_PAGE_:
+--

They are used to being outside and have developed a natural resistance to living in cold conditions. Dogs that are used to living indoors in warm centrally heated rooms wont necessarily be anywhere near as hardy.


----------



## trio25 (Jul 1, 2014)

Thanks for all the replies folks. Last night I put one of my fleeces on him, rolled the arms up and tied up the excess. He gave me kisses straight away so assume he was happy enough. He then slept through apart from waking us up so he could go to the toilet. Seeing as my partners sister is here who he hasn't met before and we went to bed later I would have expected him to be a little unsettled. Guess he was cold.

So today I ordered him an equafleece, had thought about a hotterdog one as a little cheaper but he is slim and I think the equafleece will fit better.

Obviously now the weather will warm up!


----------



## kare (Sep 8, 2014)

Not really related but
I knew a couple where I worked who rehomed a rottie (only reason they took on an older dog was they didn't want an un docked pup and the ban was a few years old) and the previous owner handed them a blanket saying that he sleeps with this.

They place it in his bed, but this dog will not sleep, they are on the point of passing him back so they can get some sleep when on the third night the woman takes the blanket and tucks it over the dog. Exhausted dog goes out like a light and gets to keep his new home.


----------



## Jamesgoeswalkies (May 8, 2014)

I suppose like humans, every dog is different in how they manage in ''extreme' conditions ...partly nature (breed and coat) and partly nurture (whether brought up in warm home or used or living outdoors etc). 

Our central heating broke down late on the 23rd December and (of course) our oil engineer wouldn't visit..and so it was very cold over Christmas unless we had the fires going ...I did wonder about the dogs overnight (as the house dropped to freezing) so loaded them up with soft blankets in their beds and made them sleep together. No coats/jumpers though. They seemed happy enough. (Labs/Cavaliers/Beagle).

I, on the other hand, slept almost fully dressed under my duvet 

J


----------



## MollySmith (May 7, 2012)

kare said:


> Not really related but
> I knew a couple where I worked who rehomed a rottie (only reason they took on an older dog was they didn't want an un docked pup and the ban was a few years old) and the previous owner handed them a blanket saying that he sleeps with this.
> 
> They place it in his bed, but this dog will not sleep, they are on the point of passing him back so they can get some sleep when on the third night the woman takes the blanket and tucks it over the dog. Exhausted dog goes out like a light and gets to keep his new home.


Molly will whimper if she can't burrow under her blanket. We've got some teddy bear blankets from Dunelm which are cheap, soft and washable for her.


----------



## Moobli (Feb 20, 2012)

I think my dogs must be very hardy as they often seek out the coolest place in the cottage to lie/sleep - but we do spend more time outside than in and they are double coated breeds, so well equipped for colder conditions.


----------



## kare (Sep 8, 2014)

MollySmith said:


> Molly will whimper if she can't burrow under her blanket. We've got some teddy bear blankets from Dunelm which are cheap, soft and washable for her.


I have those blankets for mine. I had one old fluffy fleece and brought one teddy fleece for the other basket, but they started to both climb into the one basket with the new fleece so had to return for another.

I now have 6 teddy fleeces, 2 in our room, 2 at the office and 2 in wash.


----------

+--

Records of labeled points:
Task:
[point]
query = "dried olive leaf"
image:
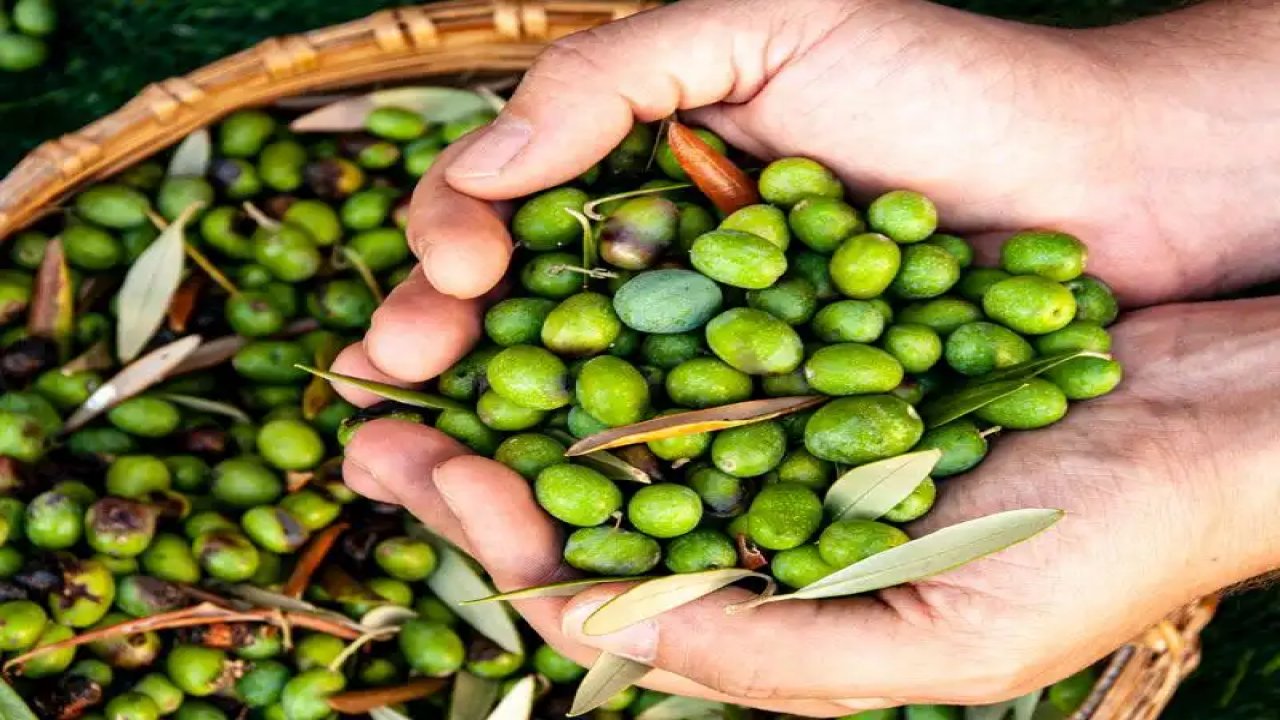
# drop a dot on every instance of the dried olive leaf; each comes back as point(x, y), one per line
point(1027, 370)
point(150, 286)
point(608, 675)
point(679, 707)
point(12, 706)
point(519, 701)
point(192, 155)
point(566, 588)
point(435, 104)
point(963, 401)
point(359, 702)
point(933, 554)
point(137, 377)
point(590, 208)
point(455, 582)
point(472, 697)
point(695, 422)
point(389, 391)
point(659, 595)
point(385, 714)
point(869, 491)
point(205, 405)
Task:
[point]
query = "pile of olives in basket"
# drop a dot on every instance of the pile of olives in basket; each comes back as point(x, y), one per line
point(176, 540)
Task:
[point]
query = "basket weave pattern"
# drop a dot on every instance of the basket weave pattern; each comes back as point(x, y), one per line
point(453, 39)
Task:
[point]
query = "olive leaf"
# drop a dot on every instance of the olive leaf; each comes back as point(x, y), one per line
point(149, 287)
point(12, 706)
point(192, 155)
point(1027, 370)
point(137, 377)
point(679, 707)
point(933, 554)
point(589, 209)
point(455, 582)
point(53, 304)
point(519, 701)
point(566, 588)
point(608, 675)
point(661, 595)
point(869, 491)
point(963, 401)
point(472, 697)
point(695, 422)
point(205, 405)
point(388, 391)
point(434, 104)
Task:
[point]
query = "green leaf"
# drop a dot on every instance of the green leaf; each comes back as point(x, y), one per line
point(657, 596)
point(869, 491)
point(389, 391)
point(150, 286)
point(963, 401)
point(472, 697)
point(608, 675)
point(455, 582)
point(519, 701)
point(1027, 370)
point(141, 374)
point(205, 405)
point(567, 588)
point(192, 155)
point(12, 706)
point(677, 707)
point(435, 104)
point(933, 554)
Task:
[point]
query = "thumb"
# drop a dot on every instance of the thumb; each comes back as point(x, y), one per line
point(585, 91)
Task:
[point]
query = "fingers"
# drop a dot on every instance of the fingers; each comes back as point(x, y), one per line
point(392, 460)
point(585, 91)
point(462, 242)
point(419, 332)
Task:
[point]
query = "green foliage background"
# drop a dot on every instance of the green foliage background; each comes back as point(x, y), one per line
point(110, 49)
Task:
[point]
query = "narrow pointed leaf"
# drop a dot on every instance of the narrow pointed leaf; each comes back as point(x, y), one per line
point(677, 707)
point(435, 104)
point(1027, 370)
point(931, 555)
point(566, 588)
point(455, 582)
point(695, 422)
point(654, 597)
point(963, 401)
point(472, 697)
point(615, 468)
point(389, 391)
point(53, 304)
point(192, 156)
point(519, 701)
point(12, 706)
point(608, 675)
point(320, 392)
point(149, 287)
point(141, 374)
point(869, 491)
point(205, 405)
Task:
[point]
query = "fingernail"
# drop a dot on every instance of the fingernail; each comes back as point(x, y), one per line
point(493, 149)
point(639, 642)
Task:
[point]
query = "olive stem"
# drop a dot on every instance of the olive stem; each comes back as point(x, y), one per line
point(594, 273)
point(589, 209)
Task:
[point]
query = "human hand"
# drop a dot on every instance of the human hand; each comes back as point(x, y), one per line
point(1166, 486)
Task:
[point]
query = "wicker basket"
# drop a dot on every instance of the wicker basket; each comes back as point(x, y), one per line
point(452, 40)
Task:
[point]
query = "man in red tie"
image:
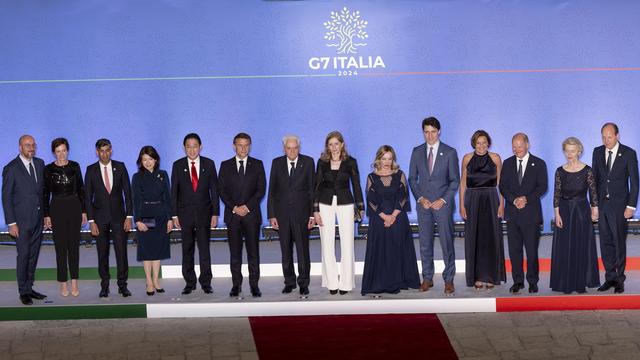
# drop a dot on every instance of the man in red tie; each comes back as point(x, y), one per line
point(110, 212)
point(195, 206)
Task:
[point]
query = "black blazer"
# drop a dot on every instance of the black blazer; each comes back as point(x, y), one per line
point(186, 202)
point(621, 181)
point(291, 199)
point(328, 184)
point(21, 196)
point(101, 206)
point(248, 190)
point(534, 185)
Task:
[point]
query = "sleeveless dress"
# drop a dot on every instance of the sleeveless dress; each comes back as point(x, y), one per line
point(484, 248)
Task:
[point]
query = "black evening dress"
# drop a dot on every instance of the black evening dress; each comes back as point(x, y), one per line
point(484, 248)
point(574, 258)
point(152, 199)
point(390, 263)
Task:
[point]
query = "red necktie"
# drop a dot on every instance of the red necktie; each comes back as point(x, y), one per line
point(194, 176)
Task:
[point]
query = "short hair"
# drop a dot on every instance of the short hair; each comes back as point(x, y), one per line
point(191, 136)
point(615, 127)
point(102, 143)
point(478, 134)
point(520, 135)
point(287, 138)
point(431, 121)
point(573, 141)
point(151, 151)
point(57, 142)
point(242, 136)
point(380, 153)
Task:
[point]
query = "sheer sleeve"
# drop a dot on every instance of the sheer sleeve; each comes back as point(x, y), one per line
point(593, 192)
point(557, 188)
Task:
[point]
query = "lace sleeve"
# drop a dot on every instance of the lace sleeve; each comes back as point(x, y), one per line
point(557, 188)
point(593, 192)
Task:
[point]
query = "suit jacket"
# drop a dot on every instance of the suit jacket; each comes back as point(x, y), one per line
point(102, 206)
point(534, 185)
point(621, 181)
point(236, 190)
point(291, 198)
point(185, 201)
point(443, 181)
point(21, 196)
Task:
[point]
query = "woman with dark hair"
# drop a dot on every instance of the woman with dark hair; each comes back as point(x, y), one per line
point(152, 212)
point(336, 170)
point(64, 213)
point(482, 207)
point(390, 262)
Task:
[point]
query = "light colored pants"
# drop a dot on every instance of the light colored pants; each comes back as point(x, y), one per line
point(345, 217)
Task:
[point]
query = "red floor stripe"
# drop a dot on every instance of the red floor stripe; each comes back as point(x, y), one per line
point(386, 336)
point(544, 303)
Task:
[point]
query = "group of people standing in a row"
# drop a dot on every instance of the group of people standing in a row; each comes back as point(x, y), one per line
point(302, 195)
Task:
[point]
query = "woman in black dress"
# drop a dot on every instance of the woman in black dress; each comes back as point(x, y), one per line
point(64, 213)
point(482, 207)
point(390, 263)
point(152, 210)
point(574, 258)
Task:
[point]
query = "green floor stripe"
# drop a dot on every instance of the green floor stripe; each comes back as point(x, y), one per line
point(73, 312)
point(49, 274)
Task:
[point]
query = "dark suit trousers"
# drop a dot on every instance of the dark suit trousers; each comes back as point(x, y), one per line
point(247, 228)
point(612, 227)
point(527, 236)
point(196, 230)
point(297, 233)
point(113, 231)
point(28, 248)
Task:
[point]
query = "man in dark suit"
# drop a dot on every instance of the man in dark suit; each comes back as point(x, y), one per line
point(434, 178)
point(241, 186)
point(615, 168)
point(290, 209)
point(523, 181)
point(22, 184)
point(110, 213)
point(195, 206)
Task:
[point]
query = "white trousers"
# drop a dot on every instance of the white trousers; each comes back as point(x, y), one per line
point(345, 217)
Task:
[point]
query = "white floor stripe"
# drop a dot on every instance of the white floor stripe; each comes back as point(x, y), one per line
point(288, 308)
point(223, 271)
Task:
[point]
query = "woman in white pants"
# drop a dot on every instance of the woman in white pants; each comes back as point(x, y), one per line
point(336, 174)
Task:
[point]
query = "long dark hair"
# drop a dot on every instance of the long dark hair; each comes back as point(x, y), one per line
point(151, 151)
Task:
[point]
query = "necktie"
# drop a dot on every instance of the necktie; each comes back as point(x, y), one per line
point(32, 172)
point(107, 183)
point(194, 176)
point(520, 172)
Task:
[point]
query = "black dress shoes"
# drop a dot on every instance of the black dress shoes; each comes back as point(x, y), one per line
point(235, 291)
point(516, 288)
point(288, 289)
point(36, 295)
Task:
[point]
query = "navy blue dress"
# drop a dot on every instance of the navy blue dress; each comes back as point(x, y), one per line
point(152, 199)
point(390, 263)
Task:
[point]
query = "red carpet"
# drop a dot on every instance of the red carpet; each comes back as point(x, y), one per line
point(386, 336)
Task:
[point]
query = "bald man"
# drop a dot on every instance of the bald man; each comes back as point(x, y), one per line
point(22, 196)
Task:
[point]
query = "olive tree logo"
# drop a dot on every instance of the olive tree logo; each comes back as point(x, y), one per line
point(344, 29)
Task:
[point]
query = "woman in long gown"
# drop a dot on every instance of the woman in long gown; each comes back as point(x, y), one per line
point(390, 263)
point(482, 207)
point(574, 258)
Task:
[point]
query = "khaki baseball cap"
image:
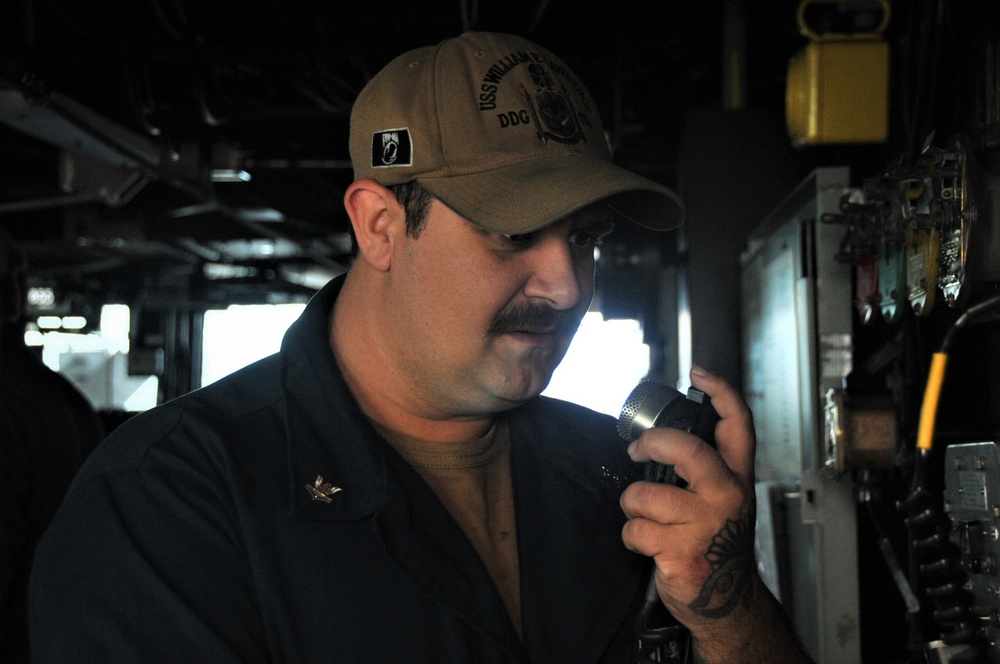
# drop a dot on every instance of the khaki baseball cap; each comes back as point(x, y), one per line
point(501, 131)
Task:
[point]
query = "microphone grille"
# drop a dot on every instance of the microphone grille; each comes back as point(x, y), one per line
point(633, 404)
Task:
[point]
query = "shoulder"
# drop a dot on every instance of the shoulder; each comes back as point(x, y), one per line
point(200, 427)
point(582, 442)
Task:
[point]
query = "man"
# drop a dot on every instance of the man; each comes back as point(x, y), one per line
point(389, 486)
point(47, 427)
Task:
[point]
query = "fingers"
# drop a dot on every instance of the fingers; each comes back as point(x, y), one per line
point(693, 459)
point(734, 433)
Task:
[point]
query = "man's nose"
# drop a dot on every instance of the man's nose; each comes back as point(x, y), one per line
point(556, 273)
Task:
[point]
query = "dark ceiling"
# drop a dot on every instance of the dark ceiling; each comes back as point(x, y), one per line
point(122, 120)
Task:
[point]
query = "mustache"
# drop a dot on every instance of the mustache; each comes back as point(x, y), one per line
point(531, 317)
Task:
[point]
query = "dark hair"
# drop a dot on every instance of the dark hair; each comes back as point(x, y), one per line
point(415, 200)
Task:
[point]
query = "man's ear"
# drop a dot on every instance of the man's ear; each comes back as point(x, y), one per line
point(377, 218)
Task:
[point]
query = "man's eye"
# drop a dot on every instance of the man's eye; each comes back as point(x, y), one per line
point(519, 238)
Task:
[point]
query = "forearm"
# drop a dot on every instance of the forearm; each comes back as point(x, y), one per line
point(757, 630)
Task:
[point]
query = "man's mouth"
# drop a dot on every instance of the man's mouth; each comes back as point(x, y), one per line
point(534, 320)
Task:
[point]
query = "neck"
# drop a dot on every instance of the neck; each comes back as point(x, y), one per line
point(380, 388)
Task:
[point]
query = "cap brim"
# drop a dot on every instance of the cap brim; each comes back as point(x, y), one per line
point(525, 196)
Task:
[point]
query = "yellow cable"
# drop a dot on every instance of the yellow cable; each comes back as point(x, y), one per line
point(928, 412)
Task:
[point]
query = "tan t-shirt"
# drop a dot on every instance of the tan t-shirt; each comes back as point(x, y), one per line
point(472, 479)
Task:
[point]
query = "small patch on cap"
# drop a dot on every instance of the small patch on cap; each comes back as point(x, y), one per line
point(391, 147)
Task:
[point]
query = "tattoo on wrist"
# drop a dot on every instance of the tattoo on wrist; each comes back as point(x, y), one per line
point(731, 556)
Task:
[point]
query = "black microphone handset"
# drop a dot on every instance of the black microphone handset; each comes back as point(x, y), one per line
point(652, 404)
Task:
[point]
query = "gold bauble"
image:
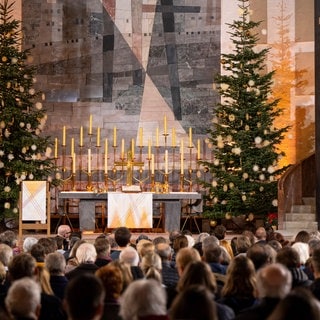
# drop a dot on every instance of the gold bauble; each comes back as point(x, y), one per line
point(213, 223)
point(228, 216)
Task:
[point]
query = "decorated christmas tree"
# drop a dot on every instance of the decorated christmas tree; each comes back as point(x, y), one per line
point(24, 150)
point(244, 141)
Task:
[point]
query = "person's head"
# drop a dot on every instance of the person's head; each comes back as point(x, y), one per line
point(144, 247)
point(261, 234)
point(160, 239)
point(9, 237)
point(6, 254)
point(289, 257)
point(38, 252)
point(151, 266)
point(208, 241)
point(275, 244)
point(227, 246)
point(212, 253)
point(22, 265)
point(28, 242)
point(84, 298)
point(55, 263)
point(143, 297)
point(199, 273)
point(64, 231)
point(129, 255)
point(142, 236)
point(112, 280)
point(273, 281)
point(220, 231)
point(303, 250)
point(201, 236)
point(250, 235)
point(24, 299)
point(195, 303)
point(181, 241)
point(261, 254)
point(49, 244)
point(122, 236)
point(240, 279)
point(86, 253)
point(102, 246)
point(243, 244)
point(315, 261)
point(164, 251)
point(302, 236)
point(125, 269)
point(298, 304)
point(184, 257)
point(279, 237)
point(314, 234)
point(313, 244)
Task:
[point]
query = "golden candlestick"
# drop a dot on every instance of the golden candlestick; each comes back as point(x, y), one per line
point(105, 182)
point(166, 183)
point(181, 182)
point(73, 182)
point(153, 183)
point(89, 186)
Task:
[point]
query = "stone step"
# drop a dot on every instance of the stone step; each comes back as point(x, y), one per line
point(300, 225)
point(309, 200)
point(303, 208)
point(300, 217)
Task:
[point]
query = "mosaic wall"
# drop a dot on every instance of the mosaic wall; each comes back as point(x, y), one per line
point(126, 62)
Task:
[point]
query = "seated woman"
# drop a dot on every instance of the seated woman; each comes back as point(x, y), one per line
point(238, 291)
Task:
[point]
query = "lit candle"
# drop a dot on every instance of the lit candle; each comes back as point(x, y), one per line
point(165, 124)
point(173, 137)
point(114, 136)
point(106, 156)
point(72, 147)
point(157, 137)
point(81, 136)
point(166, 162)
point(56, 148)
point(152, 164)
point(73, 163)
point(149, 149)
point(190, 137)
point(64, 136)
point(140, 137)
point(132, 148)
point(90, 124)
point(181, 158)
point(89, 160)
point(181, 163)
point(122, 148)
point(98, 137)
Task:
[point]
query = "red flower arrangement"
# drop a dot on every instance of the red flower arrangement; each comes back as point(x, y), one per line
point(272, 218)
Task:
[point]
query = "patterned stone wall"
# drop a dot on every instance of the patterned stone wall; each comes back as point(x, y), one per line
point(128, 63)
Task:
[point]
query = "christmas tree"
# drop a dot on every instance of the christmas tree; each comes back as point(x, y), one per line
point(24, 151)
point(244, 141)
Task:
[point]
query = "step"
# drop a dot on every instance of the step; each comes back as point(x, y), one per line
point(300, 217)
point(300, 225)
point(303, 208)
point(309, 200)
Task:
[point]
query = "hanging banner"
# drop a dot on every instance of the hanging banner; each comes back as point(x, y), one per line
point(34, 201)
point(131, 210)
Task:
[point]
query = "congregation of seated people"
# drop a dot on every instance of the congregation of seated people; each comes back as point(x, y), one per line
point(204, 276)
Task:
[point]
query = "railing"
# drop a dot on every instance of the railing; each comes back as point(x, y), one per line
point(297, 182)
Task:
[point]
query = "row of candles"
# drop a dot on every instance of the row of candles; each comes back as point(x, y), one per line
point(122, 153)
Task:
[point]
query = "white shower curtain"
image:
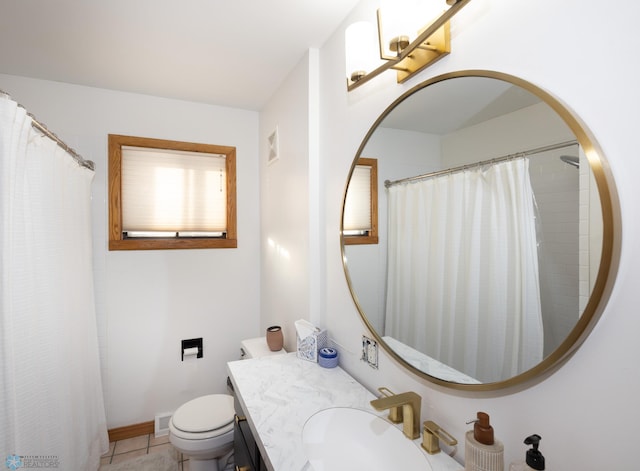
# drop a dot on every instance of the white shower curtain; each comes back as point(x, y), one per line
point(52, 411)
point(463, 281)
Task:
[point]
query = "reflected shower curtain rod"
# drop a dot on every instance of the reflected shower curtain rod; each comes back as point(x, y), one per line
point(537, 150)
point(44, 130)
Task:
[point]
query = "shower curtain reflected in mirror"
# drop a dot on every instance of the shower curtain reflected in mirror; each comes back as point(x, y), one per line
point(50, 386)
point(474, 303)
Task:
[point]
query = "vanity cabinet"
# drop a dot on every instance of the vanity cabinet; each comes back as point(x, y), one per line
point(246, 453)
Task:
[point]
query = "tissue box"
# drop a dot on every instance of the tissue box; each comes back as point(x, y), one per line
point(309, 345)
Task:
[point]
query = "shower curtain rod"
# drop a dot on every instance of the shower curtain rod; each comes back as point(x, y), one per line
point(44, 130)
point(503, 158)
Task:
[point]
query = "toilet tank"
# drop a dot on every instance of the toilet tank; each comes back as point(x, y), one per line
point(254, 348)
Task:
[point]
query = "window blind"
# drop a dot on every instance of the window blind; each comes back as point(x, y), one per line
point(167, 190)
point(357, 207)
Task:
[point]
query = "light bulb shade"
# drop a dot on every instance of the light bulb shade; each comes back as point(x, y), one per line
point(361, 49)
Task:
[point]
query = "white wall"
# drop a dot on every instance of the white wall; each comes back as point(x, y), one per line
point(147, 301)
point(288, 194)
point(582, 52)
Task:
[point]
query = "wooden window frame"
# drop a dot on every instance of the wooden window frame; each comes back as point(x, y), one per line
point(372, 236)
point(116, 239)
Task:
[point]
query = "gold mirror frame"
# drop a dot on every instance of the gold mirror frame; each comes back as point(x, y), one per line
point(610, 254)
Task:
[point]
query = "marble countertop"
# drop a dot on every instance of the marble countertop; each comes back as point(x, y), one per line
point(279, 393)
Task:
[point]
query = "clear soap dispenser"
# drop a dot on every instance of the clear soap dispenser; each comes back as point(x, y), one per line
point(534, 459)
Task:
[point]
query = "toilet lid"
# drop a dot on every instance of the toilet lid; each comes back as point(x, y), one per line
point(204, 413)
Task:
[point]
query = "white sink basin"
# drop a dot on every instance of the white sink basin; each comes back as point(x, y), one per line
point(340, 438)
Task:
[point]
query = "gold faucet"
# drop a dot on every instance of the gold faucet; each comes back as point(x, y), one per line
point(395, 413)
point(411, 404)
point(433, 433)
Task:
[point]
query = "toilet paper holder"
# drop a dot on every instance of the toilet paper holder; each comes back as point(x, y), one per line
point(190, 345)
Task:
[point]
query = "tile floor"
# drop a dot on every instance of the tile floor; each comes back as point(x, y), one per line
point(123, 450)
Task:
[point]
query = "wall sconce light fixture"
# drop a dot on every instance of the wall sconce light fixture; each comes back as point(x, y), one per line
point(405, 48)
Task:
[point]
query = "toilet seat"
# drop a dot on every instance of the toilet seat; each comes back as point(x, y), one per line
point(203, 417)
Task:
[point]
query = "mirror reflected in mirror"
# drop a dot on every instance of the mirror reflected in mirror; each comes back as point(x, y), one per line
point(494, 231)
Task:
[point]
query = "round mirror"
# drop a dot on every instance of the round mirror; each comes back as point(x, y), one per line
point(480, 249)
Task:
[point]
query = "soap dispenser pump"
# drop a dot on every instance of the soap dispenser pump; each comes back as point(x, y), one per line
point(482, 451)
point(534, 459)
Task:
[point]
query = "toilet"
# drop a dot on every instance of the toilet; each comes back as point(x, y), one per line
point(202, 429)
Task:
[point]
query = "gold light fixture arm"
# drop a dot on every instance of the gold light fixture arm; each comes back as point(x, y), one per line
point(432, 44)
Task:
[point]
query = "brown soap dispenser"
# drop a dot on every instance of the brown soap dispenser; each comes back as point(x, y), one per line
point(482, 451)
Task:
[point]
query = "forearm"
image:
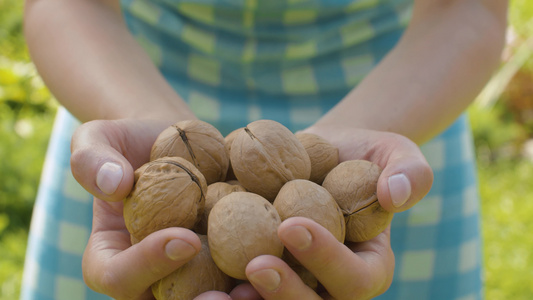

+--

_SHORT PROBLEM 1_: In the thread about dogs in the cold, what did trio25 order for the dog?
_SHORT PROBLEM 2_: Repeat the stretch of the thread from "I suppose like" through "living outdoors etc).".
These rows are separate material, not part of the thread.

_FINAL RESULT 1_: An equafleece.

_FINAL RESULT 2_:
I suppose like humans, every dog is different in how they manage in ''extreme' conditions ...partly nature (breed and coat) and partly nurture (whether brought up in warm home or used or living outdoors etc).